> [Da fare]:
1. Nel testo su Trapattoni, con quale cognome lo chiamava affettuosamente Rocco nel 1967?
2. Scrivi il seguito del testo su Trapattoni, partendo da dopo la sua ultima frase.

> [Testo]:

◇ ◇ ◇ ◇ ◇ ◇ ◇

La pensa come Helenio Herrera, importante è vincere non partecipare, e l’ha ampiamente dimostrato,
con coerenza. Avendo guidato la Juve per 400 partite, un record, ha vinto sei scudetti, il doppio di
Herrera e il triplo di Nereo Rocco, oltre che sette-otto Coppe.
E’ il contrario di Zoff che, da commissario tecnico della Nazionale, avrebbe preferito un calcio senza
sonoro, che si spiegasse tutto e solo in campo, come un nuovo cinema muto. Con Trapattoni, il brusio
delle parole sta al calcio come l’ossigeno ai polmoni: senza ne morirebbe di malinconia.
Clonata la pecora Dolly, forse un giorno cloneranno un uomo. Il Trap no, non avrà gemello né clone.
Il Trap xe il Trap diceva Rocco che non lo avrebbe tolto di squadra nemmeno con il certificato
medico.
Rocco era in anticipo su tante cose. Lo “spogliatoio” era il suo sindacato interno; con il sindacato era
consigliabile la concertazione e il Trap funzionava nel Milan appunto come agit-prop della panchina.
“E’ gradito da tutti i compagni”, mi informava il paròn, e tanto doveva bastare, oltre a tutto il resto.
Allora era il 1967, Rocco lo chiamava affettuosamente “Bitossi”, con il cognome del ciclista dal cuore
ultrasistolico. Il cuore matto di Trapattoni consisteva nel pompare soltanto sangue rossonero. “Era e
resta sempre un dilettante”: per questo il grande Nereo non sopportava che, di tanto in tanto, “quattro
inoscienti” lo fischiassero a San Siro; per lui, fischiare il Trap alla Scala del calcio era come fischiare
il tricolore in Piazza dell’Unità a Trieste.

◇ ◇ ◇ ◇ ◇ ◇ ◇

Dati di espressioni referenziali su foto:
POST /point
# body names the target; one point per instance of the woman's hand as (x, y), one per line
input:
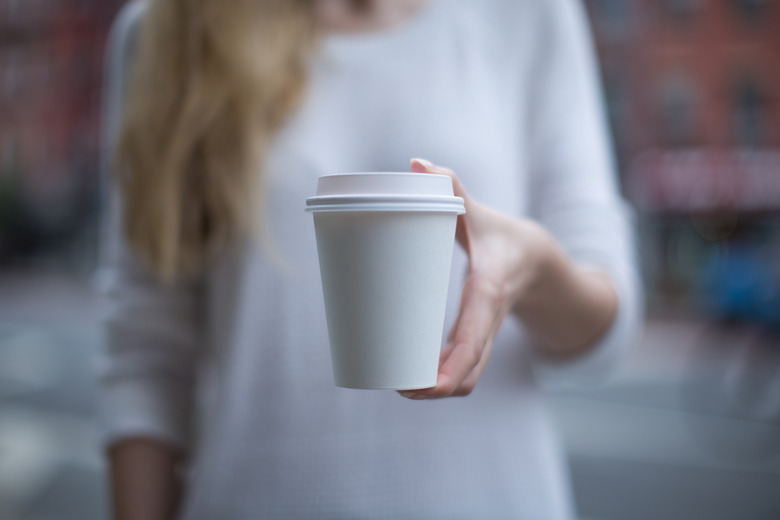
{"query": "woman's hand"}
(504, 254)
(514, 265)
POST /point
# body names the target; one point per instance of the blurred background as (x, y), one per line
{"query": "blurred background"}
(690, 426)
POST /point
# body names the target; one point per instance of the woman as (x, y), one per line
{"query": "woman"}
(217, 379)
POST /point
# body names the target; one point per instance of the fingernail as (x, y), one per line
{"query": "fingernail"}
(425, 162)
(415, 395)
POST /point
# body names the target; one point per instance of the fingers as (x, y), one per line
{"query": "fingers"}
(463, 359)
(425, 166)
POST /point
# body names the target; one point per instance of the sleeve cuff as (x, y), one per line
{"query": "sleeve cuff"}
(141, 407)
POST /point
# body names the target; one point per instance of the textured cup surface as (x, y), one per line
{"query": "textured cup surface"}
(385, 258)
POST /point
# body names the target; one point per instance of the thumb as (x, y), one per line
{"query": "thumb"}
(425, 166)
(461, 231)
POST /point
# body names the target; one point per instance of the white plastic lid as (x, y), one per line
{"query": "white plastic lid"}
(385, 191)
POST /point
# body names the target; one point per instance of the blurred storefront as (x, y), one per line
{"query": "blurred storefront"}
(693, 94)
(51, 54)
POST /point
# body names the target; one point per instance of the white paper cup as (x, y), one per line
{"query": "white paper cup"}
(385, 245)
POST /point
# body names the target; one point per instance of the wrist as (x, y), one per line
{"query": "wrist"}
(543, 259)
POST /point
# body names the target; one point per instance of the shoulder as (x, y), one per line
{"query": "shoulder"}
(524, 26)
(124, 33)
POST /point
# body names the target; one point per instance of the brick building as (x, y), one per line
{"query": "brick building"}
(51, 56)
(693, 88)
(693, 93)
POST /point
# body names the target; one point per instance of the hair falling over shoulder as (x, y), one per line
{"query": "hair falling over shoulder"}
(211, 83)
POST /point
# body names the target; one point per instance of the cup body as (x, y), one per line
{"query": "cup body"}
(385, 273)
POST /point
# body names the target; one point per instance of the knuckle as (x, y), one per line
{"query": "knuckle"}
(465, 389)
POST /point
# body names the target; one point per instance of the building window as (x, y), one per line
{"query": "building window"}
(751, 114)
(11, 77)
(678, 112)
(750, 10)
(680, 11)
(612, 16)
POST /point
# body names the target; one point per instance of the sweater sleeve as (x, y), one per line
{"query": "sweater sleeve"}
(151, 330)
(573, 187)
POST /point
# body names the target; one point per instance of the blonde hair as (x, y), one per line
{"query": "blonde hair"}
(212, 81)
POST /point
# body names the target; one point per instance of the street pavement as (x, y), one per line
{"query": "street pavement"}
(689, 427)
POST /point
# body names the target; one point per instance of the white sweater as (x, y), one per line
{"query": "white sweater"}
(236, 366)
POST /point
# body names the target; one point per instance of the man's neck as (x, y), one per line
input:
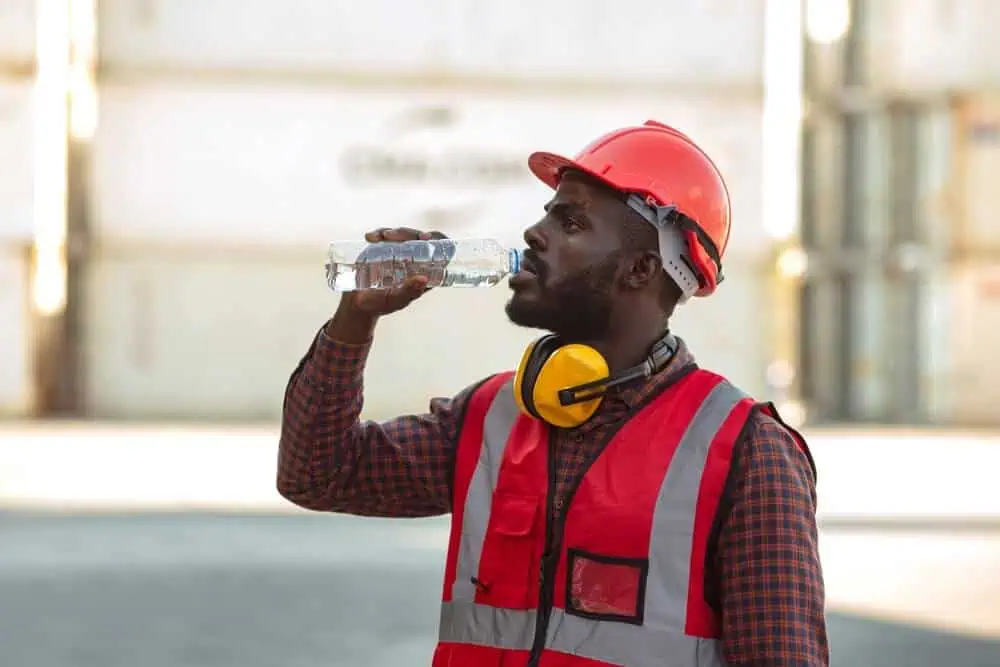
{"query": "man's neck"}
(630, 346)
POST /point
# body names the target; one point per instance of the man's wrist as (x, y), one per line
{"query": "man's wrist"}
(350, 325)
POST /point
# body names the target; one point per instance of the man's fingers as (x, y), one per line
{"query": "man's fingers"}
(401, 234)
(397, 234)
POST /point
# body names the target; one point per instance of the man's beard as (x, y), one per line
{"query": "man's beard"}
(577, 307)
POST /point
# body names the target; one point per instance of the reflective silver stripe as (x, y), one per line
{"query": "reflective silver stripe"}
(673, 519)
(469, 623)
(630, 645)
(500, 420)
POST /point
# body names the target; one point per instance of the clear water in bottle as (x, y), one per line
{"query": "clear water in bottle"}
(357, 265)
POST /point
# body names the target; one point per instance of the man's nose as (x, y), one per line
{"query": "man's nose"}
(534, 237)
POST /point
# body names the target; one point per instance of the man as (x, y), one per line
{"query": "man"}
(612, 504)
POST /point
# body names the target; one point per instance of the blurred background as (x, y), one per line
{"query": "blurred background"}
(172, 170)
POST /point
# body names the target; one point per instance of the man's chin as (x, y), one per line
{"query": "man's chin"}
(526, 312)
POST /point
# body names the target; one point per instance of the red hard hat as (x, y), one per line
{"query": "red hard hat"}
(669, 175)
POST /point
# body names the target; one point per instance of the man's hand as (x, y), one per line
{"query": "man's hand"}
(359, 310)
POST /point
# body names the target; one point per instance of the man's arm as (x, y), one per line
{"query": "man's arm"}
(329, 460)
(770, 581)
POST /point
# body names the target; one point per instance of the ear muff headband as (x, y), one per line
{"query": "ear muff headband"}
(527, 373)
(564, 385)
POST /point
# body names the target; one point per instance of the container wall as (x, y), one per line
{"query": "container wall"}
(512, 39)
(238, 137)
(248, 165)
(215, 335)
(932, 46)
(977, 162)
(212, 209)
(17, 35)
(15, 337)
(16, 176)
(974, 321)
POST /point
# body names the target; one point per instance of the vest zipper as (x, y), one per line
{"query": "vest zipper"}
(550, 560)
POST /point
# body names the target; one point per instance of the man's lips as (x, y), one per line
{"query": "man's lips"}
(522, 278)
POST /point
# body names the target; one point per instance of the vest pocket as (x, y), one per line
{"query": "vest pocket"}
(605, 588)
(508, 570)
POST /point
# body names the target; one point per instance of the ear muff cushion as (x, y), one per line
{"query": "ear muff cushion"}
(568, 366)
(537, 355)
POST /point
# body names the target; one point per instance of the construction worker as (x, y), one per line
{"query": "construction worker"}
(611, 502)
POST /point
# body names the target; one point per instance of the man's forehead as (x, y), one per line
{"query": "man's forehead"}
(581, 190)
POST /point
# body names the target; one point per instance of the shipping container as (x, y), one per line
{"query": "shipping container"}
(237, 138)
(15, 338)
(510, 40)
(968, 382)
(16, 175)
(17, 36)
(214, 334)
(197, 164)
(919, 47)
(977, 164)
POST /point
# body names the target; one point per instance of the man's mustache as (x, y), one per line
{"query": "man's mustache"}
(534, 264)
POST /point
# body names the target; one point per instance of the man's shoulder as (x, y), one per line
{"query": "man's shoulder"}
(769, 443)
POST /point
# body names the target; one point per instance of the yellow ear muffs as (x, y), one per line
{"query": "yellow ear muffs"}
(547, 370)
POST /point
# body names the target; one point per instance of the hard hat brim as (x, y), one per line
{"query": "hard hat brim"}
(548, 168)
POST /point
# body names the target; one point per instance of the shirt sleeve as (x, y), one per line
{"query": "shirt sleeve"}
(330, 460)
(770, 581)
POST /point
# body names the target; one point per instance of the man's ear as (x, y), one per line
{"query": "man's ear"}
(644, 269)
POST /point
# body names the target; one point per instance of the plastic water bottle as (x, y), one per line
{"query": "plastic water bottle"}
(357, 265)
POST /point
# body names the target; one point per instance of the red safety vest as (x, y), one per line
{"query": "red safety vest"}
(625, 585)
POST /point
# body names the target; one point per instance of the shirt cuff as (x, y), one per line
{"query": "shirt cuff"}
(333, 364)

◇ ◇ ◇ ◇ ◇ ◇ ◇

> [Risposte]:
1. Lo chiamava "Bitossi", come il ciclista dal cuore ultrasistolico.

2.
E’ utile ricordare il giocatore per gustare il tecnico. Da mediano, il Trap giocava da artigiano, tutto
posizione e senso tattico. Aveva soltanto la squadra in testa, giocatore meno Narciso che abbia mai
conosciuto .
Culo un po’ basso, non era bello a vedersi. Aveva la stessa aria trafelata di oggi, come se corresse
sempre a un appuntamento. Il primo versetto del suo vangelo era: non prenderle, secondo la parabola
di Rocco che, dopo un 9-3 sull’Atalanta, se ricordo bene, fece alla squadra una memorabile cazziata
per aver preso quei tre gol!
Nato come mediano di spinta, Trapattoni arretrò via via in marcatura. Una volta, contro Pelè, si costruì
gloria imperitura nel match meno glorioso della sua carriera. Quella volta “annullò” un Pelè già nullo
da solo, perché infortunato e spedito una mezzora in campo per venalissime ragioni di cassetta.
Da tecnico, Trapattoni fa in fondo autobiografia tattica. Come Bearzot o come lo stesso Zoff, usa da
sempre un cocktail di marcatura a uomo (come fece in maturità) e di presidio a zona (che possedeva
per istinto). Oggi fa giocare come giocò lui ieri.
Il Trap è il Trap. Quando lo incensano, avverte: “non sono il mago Zurlì e nemmeno Sharon Stone”.
Se gli chiedono di Del Piero, precisa: “Fa parte dei fenomeni da gioie e dolori”. Che a guardar bene,
è l’aggiornamento degli “abatini” tanta classe e scarso nerbo di Gianni Brera.
Conosce tutti i proverbi della nonna, a cominciare dalle bugie con le gambe corte. Se serve, ne
inventa, su due piedi: L’uva bianca non può diventare uva rossa”. E ha un rapporto molto
confidenziale con la storia: “Gli americani – ha detto l’altro ieri – tiravano le frecce fino a 150 anni
fa”. Lui può dire tutto, fino a introdurre un neologismo, una figura retorica e un’innovazione della
lingua tedesca di Goethe e di Gunter Grass. Quando allenava il Bayer, definì i suoi giocatori una
Flascheleer, una bottiglia vuota, e usò il cognome di un suo titolare, Strunz, come insulto, “Strunz!”
urlato più volte durante un memorabile assolo televisivo.
Alla fine si congedò con Ich Habe Fertig, “io avrei finito”, espressione da allora entrata in politica
per ricordare l’abbandono del cancelliere Helmut Kohl.
Nemmeno Dario Fo e Gigi Proietti avrebbero fatto di meglio.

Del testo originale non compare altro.